**Aim**
Edit everything from the line containing "For each instance of the dense" down through the end of the records so that "squirrel's" becomes "animal's" and nothing else changes. Give back only those lines.
─── Data for the task ───
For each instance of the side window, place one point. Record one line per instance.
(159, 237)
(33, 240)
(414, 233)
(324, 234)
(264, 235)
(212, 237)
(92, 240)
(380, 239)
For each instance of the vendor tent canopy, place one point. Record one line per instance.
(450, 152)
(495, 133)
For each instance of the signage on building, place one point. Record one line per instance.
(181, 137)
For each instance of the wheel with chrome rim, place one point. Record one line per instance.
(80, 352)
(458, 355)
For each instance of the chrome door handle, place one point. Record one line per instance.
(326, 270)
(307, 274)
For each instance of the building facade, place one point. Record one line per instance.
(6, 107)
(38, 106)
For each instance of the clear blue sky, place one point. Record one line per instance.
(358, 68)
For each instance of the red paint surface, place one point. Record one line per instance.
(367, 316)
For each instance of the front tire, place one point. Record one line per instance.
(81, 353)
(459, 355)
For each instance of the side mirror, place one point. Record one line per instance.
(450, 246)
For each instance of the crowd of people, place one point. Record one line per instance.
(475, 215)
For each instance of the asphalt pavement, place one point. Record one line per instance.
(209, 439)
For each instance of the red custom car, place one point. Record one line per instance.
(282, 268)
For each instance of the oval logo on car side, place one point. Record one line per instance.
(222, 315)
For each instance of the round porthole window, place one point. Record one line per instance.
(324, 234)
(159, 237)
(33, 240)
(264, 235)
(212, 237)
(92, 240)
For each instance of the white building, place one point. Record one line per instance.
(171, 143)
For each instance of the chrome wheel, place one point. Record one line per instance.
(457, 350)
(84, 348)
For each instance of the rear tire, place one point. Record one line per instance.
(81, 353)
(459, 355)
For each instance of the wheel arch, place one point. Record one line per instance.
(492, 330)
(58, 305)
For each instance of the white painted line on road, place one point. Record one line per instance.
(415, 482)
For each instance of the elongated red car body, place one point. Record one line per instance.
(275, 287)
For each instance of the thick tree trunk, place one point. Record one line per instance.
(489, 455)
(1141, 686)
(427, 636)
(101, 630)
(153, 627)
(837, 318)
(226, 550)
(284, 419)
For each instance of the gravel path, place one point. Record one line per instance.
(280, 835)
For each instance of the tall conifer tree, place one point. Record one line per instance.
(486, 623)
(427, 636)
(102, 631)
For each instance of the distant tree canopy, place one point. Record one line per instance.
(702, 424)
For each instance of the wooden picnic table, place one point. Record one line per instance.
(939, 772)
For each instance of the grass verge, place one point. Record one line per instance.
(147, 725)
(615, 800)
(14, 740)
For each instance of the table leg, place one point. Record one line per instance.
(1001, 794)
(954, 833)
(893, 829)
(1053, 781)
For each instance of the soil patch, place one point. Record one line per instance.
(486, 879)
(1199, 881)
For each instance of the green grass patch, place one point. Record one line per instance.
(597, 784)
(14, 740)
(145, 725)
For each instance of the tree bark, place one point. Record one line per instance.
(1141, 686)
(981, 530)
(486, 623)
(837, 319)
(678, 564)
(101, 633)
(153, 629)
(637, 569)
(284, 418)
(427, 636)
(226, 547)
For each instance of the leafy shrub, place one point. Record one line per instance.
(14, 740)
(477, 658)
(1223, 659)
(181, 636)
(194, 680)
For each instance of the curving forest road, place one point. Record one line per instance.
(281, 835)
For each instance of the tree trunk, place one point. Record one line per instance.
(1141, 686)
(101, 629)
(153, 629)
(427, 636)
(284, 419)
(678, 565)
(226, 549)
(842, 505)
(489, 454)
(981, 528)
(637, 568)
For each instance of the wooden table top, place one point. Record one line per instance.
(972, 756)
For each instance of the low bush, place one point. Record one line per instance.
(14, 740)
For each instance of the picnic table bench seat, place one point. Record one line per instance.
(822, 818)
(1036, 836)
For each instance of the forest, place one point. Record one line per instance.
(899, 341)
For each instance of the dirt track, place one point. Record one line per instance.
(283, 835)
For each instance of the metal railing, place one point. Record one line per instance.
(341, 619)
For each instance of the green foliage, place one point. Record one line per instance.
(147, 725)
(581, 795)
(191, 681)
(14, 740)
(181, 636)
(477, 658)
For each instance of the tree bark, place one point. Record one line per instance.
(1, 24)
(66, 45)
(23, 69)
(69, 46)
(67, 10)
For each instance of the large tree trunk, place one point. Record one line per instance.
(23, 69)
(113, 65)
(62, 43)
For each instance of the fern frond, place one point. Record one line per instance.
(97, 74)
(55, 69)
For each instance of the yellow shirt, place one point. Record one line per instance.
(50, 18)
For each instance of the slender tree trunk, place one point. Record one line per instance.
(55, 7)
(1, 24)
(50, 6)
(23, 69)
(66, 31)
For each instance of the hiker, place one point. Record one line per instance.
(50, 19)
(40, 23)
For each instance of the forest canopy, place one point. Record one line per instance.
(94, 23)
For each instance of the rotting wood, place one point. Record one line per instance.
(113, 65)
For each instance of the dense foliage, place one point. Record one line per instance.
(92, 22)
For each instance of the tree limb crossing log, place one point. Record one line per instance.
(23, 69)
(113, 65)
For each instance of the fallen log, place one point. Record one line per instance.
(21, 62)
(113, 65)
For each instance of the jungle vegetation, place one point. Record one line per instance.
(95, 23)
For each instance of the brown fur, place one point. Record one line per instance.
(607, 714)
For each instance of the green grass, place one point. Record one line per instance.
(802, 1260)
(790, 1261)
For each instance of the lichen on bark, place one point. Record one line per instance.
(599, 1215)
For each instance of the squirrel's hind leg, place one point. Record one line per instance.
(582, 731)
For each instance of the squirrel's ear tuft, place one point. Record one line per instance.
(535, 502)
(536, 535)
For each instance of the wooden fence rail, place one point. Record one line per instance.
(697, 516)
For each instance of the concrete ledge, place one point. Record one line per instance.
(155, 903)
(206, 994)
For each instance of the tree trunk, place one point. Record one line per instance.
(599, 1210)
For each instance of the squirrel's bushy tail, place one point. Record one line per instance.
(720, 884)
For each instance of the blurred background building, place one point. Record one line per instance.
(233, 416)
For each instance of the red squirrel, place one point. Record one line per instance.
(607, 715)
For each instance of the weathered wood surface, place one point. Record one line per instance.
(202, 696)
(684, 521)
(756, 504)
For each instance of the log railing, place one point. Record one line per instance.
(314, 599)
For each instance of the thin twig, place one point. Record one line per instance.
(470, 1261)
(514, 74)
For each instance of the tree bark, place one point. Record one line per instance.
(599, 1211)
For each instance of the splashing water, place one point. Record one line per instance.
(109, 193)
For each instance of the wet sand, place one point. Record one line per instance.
───
**Solved problem**
For each instance of the dense foliage, place one point. Record one line per instance.
(92, 22)
For each instance of the tree limb crossing log, place one point. Record one line per instance.
(23, 69)
(113, 65)
For each instance of the fallen log, place one point. Record one line per instance.
(21, 62)
(113, 65)
For each instance of the jungle vegetation, place one point. Record one line per instance.
(95, 23)
For each instance of the brown fur, place one point. Record one line per instance.
(607, 714)
For each instance of the green grass, place one point. Record one line per instance.
(802, 1260)
(790, 1261)
For each instance of the lichen on bark, place one point. Record one line per instance.
(599, 1215)
For each instance of the animal's hind leg, place one point. Record one line per instance.
(582, 731)
For each instance of the animal's ear tuft, place one point. Record one line per instance.
(535, 502)
(536, 535)
For each instance of the wooden fence rail, place one point. Record one line per instance.
(697, 516)
For each instance of the concrete ledge, place one point. Record one line per instance.
(155, 903)
(206, 994)
For each instance of the tree trunk, place one point. Record one line per instance.
(599, 1210)
For each instance of the animal's bushy tail, place one point. Record one line per instance.
(720, 884)
For each instance of the blurred background building, place one point. Record one line per instance.
(233, 416)
For each instance of the red squirrel, place one point. Record one line per instance.
(607, 715)
For each instance of the weathered wood surface, place one point. Record one line per instance.
(202, 696)
(684, 521)
(756, 504)
For each instance of the log railing, place one point. Record one line per instance.
(314, 599)
For each instance of the thin twig, place one point. Record one line per instance.
(470, 1261)
(514, 74)
For each instance of the tree bark, place one point. Record one line per instance.
(599, 1211)
For each instance of the splashing water, place one point. Record one line per instance.
(109, 193)
For each instance of the wet sand, place one point. Record one line per instance.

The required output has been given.